→ **WORK TO DO**: Update the material by replacing every occurrence of "scan" with "photo", leaving everything else unchanged.

→ **RECORDS FOR PROCESSING**:
──────────

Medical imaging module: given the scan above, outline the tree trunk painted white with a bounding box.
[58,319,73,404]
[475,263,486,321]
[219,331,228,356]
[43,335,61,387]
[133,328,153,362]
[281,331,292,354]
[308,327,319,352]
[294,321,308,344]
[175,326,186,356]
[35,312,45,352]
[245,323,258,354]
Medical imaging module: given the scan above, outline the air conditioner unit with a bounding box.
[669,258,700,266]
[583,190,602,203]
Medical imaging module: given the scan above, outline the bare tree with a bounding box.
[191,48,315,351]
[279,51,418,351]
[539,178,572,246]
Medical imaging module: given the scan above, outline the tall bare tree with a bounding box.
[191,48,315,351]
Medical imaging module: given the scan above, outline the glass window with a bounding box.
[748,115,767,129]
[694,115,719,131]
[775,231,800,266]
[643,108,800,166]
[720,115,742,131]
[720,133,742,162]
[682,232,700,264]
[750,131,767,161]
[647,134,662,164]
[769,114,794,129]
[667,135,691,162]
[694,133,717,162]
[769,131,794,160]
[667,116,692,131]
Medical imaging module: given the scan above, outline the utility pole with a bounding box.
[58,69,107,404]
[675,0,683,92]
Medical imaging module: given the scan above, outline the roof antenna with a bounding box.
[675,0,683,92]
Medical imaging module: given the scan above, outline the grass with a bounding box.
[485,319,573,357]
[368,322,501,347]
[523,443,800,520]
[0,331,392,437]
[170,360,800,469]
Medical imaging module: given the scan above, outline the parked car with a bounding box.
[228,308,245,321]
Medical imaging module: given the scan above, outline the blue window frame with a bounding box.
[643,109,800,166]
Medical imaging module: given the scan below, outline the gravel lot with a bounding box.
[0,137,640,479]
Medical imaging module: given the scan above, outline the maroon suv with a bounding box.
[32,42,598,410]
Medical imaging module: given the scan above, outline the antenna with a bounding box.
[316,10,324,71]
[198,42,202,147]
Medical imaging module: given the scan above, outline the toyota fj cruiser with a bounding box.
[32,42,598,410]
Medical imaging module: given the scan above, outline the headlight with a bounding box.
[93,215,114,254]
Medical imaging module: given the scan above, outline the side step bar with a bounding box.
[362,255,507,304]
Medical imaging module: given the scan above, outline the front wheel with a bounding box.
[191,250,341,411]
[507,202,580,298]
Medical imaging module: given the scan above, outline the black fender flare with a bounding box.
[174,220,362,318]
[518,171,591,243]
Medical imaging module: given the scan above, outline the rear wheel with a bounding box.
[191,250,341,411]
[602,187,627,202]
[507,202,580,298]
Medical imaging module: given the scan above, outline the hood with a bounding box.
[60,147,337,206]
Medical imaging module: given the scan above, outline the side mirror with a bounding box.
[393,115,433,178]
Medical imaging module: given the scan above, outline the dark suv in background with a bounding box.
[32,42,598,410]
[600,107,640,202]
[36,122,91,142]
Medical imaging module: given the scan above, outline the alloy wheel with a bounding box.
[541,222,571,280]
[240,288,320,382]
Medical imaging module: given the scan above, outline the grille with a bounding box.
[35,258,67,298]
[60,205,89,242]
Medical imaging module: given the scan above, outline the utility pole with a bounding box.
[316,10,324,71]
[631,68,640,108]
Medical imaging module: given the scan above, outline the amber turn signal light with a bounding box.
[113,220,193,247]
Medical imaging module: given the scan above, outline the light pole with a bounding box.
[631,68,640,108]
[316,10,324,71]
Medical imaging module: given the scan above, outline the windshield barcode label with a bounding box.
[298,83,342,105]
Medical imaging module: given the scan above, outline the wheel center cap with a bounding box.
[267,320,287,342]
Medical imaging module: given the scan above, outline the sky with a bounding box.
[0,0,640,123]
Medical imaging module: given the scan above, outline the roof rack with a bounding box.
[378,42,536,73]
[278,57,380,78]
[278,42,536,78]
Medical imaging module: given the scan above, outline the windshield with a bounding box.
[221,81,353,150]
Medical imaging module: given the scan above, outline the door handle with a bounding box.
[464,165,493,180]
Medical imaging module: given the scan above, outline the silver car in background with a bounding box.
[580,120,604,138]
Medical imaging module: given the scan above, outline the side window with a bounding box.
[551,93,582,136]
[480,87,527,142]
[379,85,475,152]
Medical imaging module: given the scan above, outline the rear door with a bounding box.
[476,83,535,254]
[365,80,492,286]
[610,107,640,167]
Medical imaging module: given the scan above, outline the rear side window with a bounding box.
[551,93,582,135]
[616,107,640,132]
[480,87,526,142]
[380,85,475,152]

──────────

→ **EXERCISE OUTPUT**:
Medical imaging module: given the photo above, outline the tree trunk painted white with a bounding box.
[58,319,73,404]
[475,263,486,321]
[219,331,228,356]
[43,335,61,387]
[133,328,153,362]
[281,331,292,354]
[308,327,319,352]
[294,321,308,344]
[175,326,186,356]
[35,312,45,352]
[245,323,258,354]
Medical imaging module: given the photo above, outline the air conditioner unit with a bounding box.
[669,258,700,266]
[583,190,602,203]
Medical imaging module: given the photo above, outline the bare tree with a bounding box.
[191,48,315,351]
[279,51,418,351]
[539,178,572,246]
Medical imaging module: given the photo above, outline the tall bare tree with a bounding box.
[191,48,315,351]
Medical imaging module: given the photo above, outline the glass window with a bounding box.
[748,115,767,129]
[694,115,719,131]
[775,231,800,266]
[643,108,800,166]
[720,115,742,131]
[720,133,742,162]
[682,232,700,264]
[750,131,767,161]
[647,134,662,164]
[769,114,794,129]
[667,135,691,162]
[694,133,717,162]
[769,131,794,160]
[667,116,692,131]
Medical imaging module: given the photo above, outline the utility pole with a bounding box.
[58,69,107,404]
[675,0,683,92]
Medical imaging module: given the photo above, outline the roof antenna with a bounding box.
[675,0,683,92]
Medical imaging module: given the photo above, outline the grass with a bounding box.
[485,319,573,357]
[368,322,501,347]
[523,443,800,520]
[0,331,392,437]
[170,360,800,469]
Medical imaging module: given the photo above, outline the parked car with a bounding box.
[228,308,245,321]
Medical imaging module: given the photo above, outline the blue window frame with a bounding box.
[643,109,800,166]
Medical imaging module: given the photo below, outline the gravel lot with a bounding box.
[0,137,640,479]
Medical imaging module: given the photo above, outline the maroon suv with a bounding box.
[32,42,598,410]
Medical imaging module: given the photo above, outline the antenna with a bounding box.
[316,10,324,71]
[198,42,202,147]
Medical imaging module: given the photo above, outline the toyota fj cruiser with a bounding box.
[32,42,598,410]
Medical imaging module: given the photo above, outline the headlight with a bounding box.
[93,215,114,254]
Medical imaging module: given the photo above, outline the side step bar with a bounding box.
[362,255,507,304]
Medical imaging module: given the photo above, outline the front wheel with a bounding box.
[191,250,341,411]
[507,202,580,298]
Medical imaging module: given the photo above, outline the black fender flare with a bounding box.
[174,220,362,318]
[518,171,591,243]
Medical imaging module: given the photo above, outline the rear wheel with a bounding box.
[191,250,341,411]
[602,187,627,202]
[507,202,580,298]
Medical imaging module: given the photo above, outline the hood with a bounding box.
[60,147,337,206]
Medical imaging module: given the photo above, outline the side mirror with a bounding box.
[393,115,433,178]
Medical imaging module: given the photo above, outline the dark suv in background with a bounding box.
[32,42,598,410]
[600,107,640,202]
[36,122,91,142]
Medical imaging module: given the photo above, outline the alloy wheel with a bounding box.
[541,222,571,280]
[240,288,320,382]
Medical imaging module: given the photo above, outline the grille with a bounding box.
[35,258,67,298]
[60,205,89,242]
Medical imaging module: given the photo above, outline the utility pole with a bounding box.
[316,10,324,71]
[631,68,640,108]
Medical imaging module: given the photo above, outline the amber turn signal light with a bounding box.
[113,220,193,247]
Medical imaging module: given the photo above, outline the light pole with a bounding box.
[631,68,640,108]
[316,10,324,71]
Medical imaging module: given the photo above, outline the windshield barcode label with a bounding box.
[298,83,342,105]
Medical imaging module: given the photo above, outline the wheel center cap with a bounding box.
[267,320,287,342]
Medical imaging module: given the photo above, outline the sky with a bounding box.
[0,0,640,123]
Medical imaging module: given the photo above, outline the roof rack with a bounding box.
[378,42,536,73]
[278,57,380,78]
[278,42,536,78]
Medical imaging module: given the photo above, outline the windshield with a bounding box.
[221,81,353,150]
Medical imaging module: given the photo above, outline the door handle with a bounding box.
[464,165,493,180]
Medical imaging module: given the photo above, outline the silver car in background with a bounding box.
[580,120,604,138]
Medical imaging module: given the photo above, outline the side window with a bounding box.
[551,93,582,136]
[480,87,527,142]
[379,85,475,152]
Medical imaging module: given the photo above, outline the rear door with a bounding box.
[476,83,535,254]
[365,80,492,286]
[610,107,640,167]
Medical imaging module: given the photo above, outline the rear side window with a bounding box.
[551,93,582,135]
[616,107,640,132]
[480,87,526,142]
[380,85,475,152]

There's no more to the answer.